What the task asks:
Write the data below out exactly as it stands. Do not include the pictures.

Extracted data:
■ ■ ■

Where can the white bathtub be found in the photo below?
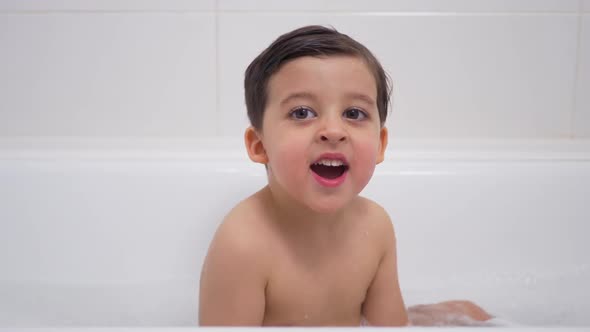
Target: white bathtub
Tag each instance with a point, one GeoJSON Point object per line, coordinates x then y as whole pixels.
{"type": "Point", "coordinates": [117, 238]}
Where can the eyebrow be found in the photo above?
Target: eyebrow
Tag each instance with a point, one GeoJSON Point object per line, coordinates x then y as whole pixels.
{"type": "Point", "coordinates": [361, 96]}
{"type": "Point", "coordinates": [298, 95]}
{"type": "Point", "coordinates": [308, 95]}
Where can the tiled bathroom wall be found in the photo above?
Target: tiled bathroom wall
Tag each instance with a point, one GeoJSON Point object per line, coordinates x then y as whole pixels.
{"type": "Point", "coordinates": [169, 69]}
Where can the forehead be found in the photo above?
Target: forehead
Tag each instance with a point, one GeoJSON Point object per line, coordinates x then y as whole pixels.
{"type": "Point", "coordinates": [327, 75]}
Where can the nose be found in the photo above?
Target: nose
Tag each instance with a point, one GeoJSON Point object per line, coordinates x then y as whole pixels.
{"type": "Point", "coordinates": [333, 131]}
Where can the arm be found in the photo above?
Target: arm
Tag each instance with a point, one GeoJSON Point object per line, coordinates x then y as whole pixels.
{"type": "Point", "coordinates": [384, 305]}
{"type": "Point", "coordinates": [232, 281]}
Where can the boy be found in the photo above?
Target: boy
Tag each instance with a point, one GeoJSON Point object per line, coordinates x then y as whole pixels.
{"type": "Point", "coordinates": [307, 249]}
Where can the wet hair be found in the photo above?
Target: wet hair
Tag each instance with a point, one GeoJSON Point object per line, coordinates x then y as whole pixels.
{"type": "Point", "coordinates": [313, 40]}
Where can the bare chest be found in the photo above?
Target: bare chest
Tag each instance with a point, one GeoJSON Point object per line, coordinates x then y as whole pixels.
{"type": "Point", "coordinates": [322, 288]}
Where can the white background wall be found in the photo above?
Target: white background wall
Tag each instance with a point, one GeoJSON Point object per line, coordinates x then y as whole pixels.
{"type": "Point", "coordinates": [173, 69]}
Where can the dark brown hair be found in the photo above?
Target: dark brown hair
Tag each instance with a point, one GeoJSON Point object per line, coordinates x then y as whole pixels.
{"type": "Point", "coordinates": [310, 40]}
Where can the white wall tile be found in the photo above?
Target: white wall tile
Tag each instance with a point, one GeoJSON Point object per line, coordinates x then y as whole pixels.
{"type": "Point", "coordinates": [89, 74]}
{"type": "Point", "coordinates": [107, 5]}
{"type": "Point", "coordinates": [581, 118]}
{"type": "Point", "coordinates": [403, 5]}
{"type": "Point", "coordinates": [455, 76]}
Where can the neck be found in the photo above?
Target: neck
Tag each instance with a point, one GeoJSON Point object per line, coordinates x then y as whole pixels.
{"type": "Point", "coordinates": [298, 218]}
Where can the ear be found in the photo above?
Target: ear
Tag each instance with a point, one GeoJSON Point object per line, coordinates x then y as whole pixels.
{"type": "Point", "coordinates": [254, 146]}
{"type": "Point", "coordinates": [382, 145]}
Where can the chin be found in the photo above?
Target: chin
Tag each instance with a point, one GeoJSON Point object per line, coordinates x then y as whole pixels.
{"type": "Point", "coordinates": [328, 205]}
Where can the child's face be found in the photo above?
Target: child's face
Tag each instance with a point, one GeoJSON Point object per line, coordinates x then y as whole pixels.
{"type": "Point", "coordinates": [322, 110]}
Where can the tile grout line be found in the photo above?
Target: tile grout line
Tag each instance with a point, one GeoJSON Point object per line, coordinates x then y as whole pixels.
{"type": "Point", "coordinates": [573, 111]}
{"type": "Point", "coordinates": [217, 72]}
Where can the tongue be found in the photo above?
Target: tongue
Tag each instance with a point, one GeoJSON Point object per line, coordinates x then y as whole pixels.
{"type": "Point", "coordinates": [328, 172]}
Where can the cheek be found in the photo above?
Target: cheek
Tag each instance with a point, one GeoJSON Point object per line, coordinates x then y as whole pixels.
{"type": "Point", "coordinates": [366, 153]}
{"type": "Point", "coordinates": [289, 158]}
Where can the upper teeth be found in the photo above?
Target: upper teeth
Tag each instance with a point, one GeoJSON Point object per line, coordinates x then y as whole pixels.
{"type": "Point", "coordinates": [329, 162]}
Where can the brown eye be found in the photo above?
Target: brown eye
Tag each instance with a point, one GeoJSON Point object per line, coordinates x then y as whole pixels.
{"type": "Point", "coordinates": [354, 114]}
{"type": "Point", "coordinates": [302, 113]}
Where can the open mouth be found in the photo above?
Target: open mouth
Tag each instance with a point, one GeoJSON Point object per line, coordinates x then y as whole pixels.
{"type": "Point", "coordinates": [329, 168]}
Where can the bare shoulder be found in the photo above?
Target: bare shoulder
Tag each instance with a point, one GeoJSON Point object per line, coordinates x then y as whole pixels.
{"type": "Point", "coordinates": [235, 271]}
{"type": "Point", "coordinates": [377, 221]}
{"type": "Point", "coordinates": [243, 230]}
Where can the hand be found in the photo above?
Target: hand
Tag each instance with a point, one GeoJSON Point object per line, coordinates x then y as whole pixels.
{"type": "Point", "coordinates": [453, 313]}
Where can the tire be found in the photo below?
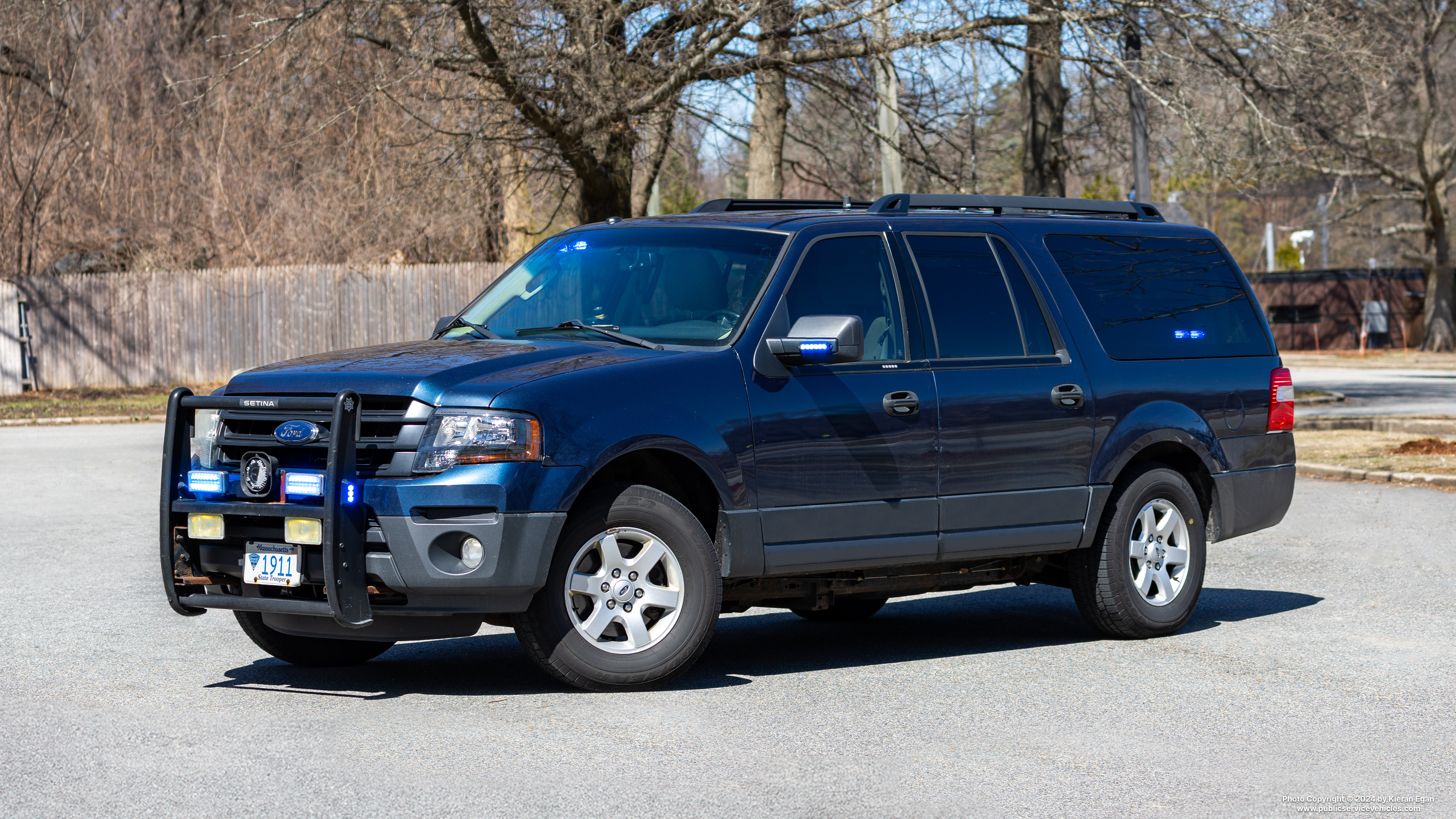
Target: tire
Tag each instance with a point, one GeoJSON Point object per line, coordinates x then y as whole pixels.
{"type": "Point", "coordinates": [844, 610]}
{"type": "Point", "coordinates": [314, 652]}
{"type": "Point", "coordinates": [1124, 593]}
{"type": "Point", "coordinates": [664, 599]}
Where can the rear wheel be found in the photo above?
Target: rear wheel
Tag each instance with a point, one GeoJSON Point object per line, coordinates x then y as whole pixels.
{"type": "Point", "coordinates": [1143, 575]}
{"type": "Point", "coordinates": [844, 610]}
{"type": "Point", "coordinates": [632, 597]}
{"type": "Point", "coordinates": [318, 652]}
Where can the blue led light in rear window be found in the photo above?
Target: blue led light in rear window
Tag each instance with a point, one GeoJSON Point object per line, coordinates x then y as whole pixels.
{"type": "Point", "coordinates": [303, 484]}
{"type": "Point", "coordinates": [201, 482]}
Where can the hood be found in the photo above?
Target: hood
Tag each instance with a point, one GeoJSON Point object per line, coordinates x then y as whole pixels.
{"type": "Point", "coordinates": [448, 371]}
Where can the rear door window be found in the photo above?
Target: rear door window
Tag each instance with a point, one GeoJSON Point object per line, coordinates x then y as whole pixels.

■ ■ ■

Solution to this task:
Where can the white bathtub be found in the photo below?
Target: white bathtub
Tag each instance with a point, one GeoJSON Point object per line, coordinates x then y as whole pixels.
{"type": "Point", "coordinates": [117, 238]}
Where can the eyebrow be found in the photo above?
Target: eyebrow
Tag each instance with a point, one GeoJSON Point object per line, coordinates x then y as whole pixels.
{"type": "Point", "coordinates": [361, 96]}
{"type": "Point", "coordinates": [298, 95]}
{"type": "Point", "coordinates": [308, 95]}
Where can the tiled bathroom wall be found in the photo above?
Target: tiled bathroom wall
Tag each instance with a point, one GeoJSON Point object per line, coordinates x then y as whole pixels.
{"type": "Point", "coordinates": [169, 69]}
Where can the forehead be found in the photo above?
Target: forehead
Tag each instance with a point, one GeoJSON Point object per line, coordinates x then y as whole pixels.
{"type": "Point", "coordinates": [327, 75]}
Where can the nose be found in the photo above?
Target: nose
Tag each instance with a point, one GeoJSON Point object per line, coordinates x then y as whole pixels.
{"type": "Point", "coordinates": [333, 131]}
Where can the arm be found in the photo above?
Target: arm
Tag each instance with a point, one GeoJSON Point object per line, coordinates x then y as whole pixels.
{"type": "Point", "coordinates": [384, 305]}
{"type": "Point", "coordinates": [232, 281]}
Where can the boy be found in the photo above?
Target: boy
Tag each instance with a point, one GeoJSON Point object per line, coordinates x then y as whole pixels.
{"type": "Point", "coordinates": [307, 249]}
Where can the wet hair be found in the photo above?
Target: wet hair
Tag each instance with a point, one GeoJSON Point object per line, coordinates x then y as whole pixels.
{"type": "Point", "coordinates": [313, 40]}
Where can the bare chest be found in the photo above?
Target: bare chest
Tag each instance with a point, one GeoJSON Point object per line, coordinates x then y as whole pixels.
{"type": "Point", "coordinates": [322, 288]}
Where can the white background wall be found in the photo above?
Target: white background wall
Tag each instance with a point, one GeoJSON Point object per line, coordinates x then y as whole pixels.
{"type": "Point", "coordinates": [173, 69]}
Where can the dark brown hair be found in the photo above?
Target: dark brown hair
Tag each instance with a point, one GeoJSON Point object per line, coordinates x then y as whole pixels.
{"type": "Point", "coordinates": [310, 40]}
Where can the white wall tile be found in the photo above?
Target: white wall tile
Tag each instance with a point, one GeoJSON Point object per line, coordinates x then y as whole pixels.
{"type": "Point", "coordinates": [89, 74]}
{"type": "Point", "coordinates": [107, 5]}
{"type": "Point", "coordinates": [581, 118]}
{"type": "Point", "coordinates": [403, 5]}
{"type": "Point", "coordinates": [455, 76]}
Where can the neck be found in the photo above?
Target: neck
Tag each instance with a point, one GeoJSON Point object per line, coordinates x then y as whole pixels.
{"type": "Point", "coordinates": [298, 218]}
Where can the ear be found in the photo above?
Target: ear
Tag each instance with a point, one GeoJSON Point object per line, coordinates x then y as whole pixels.
{"type": "Point", "coordinates": [254, 146]}
{"type": "Point", "coordinates": [382, 145]}
Where can the chin be found in the photo above?
Target: chin
Tag each instance with a point, one GeoJSON Point object per line, coordinates x then y as whole pixels.
{"type": "Point", "coordinates": [328, 205]}
Where can the child's face be found in the photo above?
Target: child's face
Tag each instance with a point, one GeoJSON Point object per line, coordinates x then y as whole pixels.
{"type": "Point", "coordinates": [322, 110]}
Where can the tile grout line be found in the photo above?
Target: tile grout line
Tag each instance with a point, one GeoJSON Point object per line, coordinates x then y as whole pixels.
{"type": "Point", "coordinates": [573, 111]}
{"type": "Point", "coordinates": [217, 72]}
Where can the tongue be found in the photo above?
Target: tongue
Tag each instance with a point, one GeoJSON Point object per line, coordinates x then y as whole pixels.
{"type": "Point", "coordinates": [328, 172]}
Where can the cheek be found in the photo above?
Target: cheek
Tag each instance with a point, one GeoJSON Point object per line, coordinates x then y as whole pixels.
{"type": "Point", "coordinates": [366, 153]}
{"type": "Point", "coordinates": [289, 158]}
Where can the upper teeth be found in the photo above?
Target: upper teeth
Tag each instance with a point, one GeoJSON Point object per line, coordinates x then y as whole pixels.
{"type": "Point", "coordinates": [329, 162]}
Where can the brown eye be found in the photo above?
Target: brown eye
Tag each instance with a point, one GeoJSON Point object per line, coordinates x then y as whole pixels.
{"type": "Point", "coordinates": [354, 114]}
{"type": "Point", "coordinates": [302, 113]}
Where can the open mouth be found in the photo above?
Target: open mouth
Tag each instance with a point, one GeoJSON Point object per line, coordinates x then y as whole pixels.
{"type": "Point", "coordinates": [329, 168]}
Where can the bare shoulder be found in the photo above?
Target: bare shoulder
Tag each instance with a point, one GeoJSON Point object per line, coordinates x then y as whole pixels.
{"type": "Point", "coordinates": [235, 271]}
{"type": "Point", "coordinates": [377, 221]}
{"type": "Point", "coordinates": [243, 230]}
Where can the hand be found in the photo above?
Target: hand
Tag each instance with a point, one GeoJSON Point object per line, coordinates x then y as whole pixels.
{"type": "Point", "coordinates": [453, 313]}
Where can the tire be found in the photo below?
Target: tire
Tag each instance with a point, one GeoJSON Point object per line, coordinates x then y as whole pixels.
{"type": "Point", "coordinates": [844, 610]}
{"type": "Point", "coordinates": [314, 652]}
{"type": "Point", "coordinates": [1124, 593]}
{"type": "Point", "coordinates": [664, 599]}
Where can the rear wheel be found in the photo above?
Target: rear wheel
Tag each instance with a point, one GeoJSON Point object per line, coordinates x then y as whole pixels.
{"type": "Point", "coordinates": [1143, 575]}
{"type": "Point", "coordinates": [844, 610]}
{"type": "Point", "coordinates": [632, 597]}
{"type": "Point", "coordinates": [318, 652]}
Where can the blue led light in rear window be found in the photo above?
Target: blue led light in rear window
Tag each instance with a point, one GeoJSON Point object per line, coordinates x then y as whole pixels.
{"type": "Point", "coordinates": [303, 484]}
{"type": "Point", "coordinates": [201, 482]}
Where can the hood be found in the photo above?
Target: hood
Tag each instance with a point, one GeoJSON Point object per line, coordinates x then y as whole pixels.
{"type": "Point", "coordinates": [448, 371]}
Where can the rear door window be found in the photo above?
Target: rear door window
Tag each instance with a point, one GeoJSON Point object per line, coordinates x then y as whole pixels.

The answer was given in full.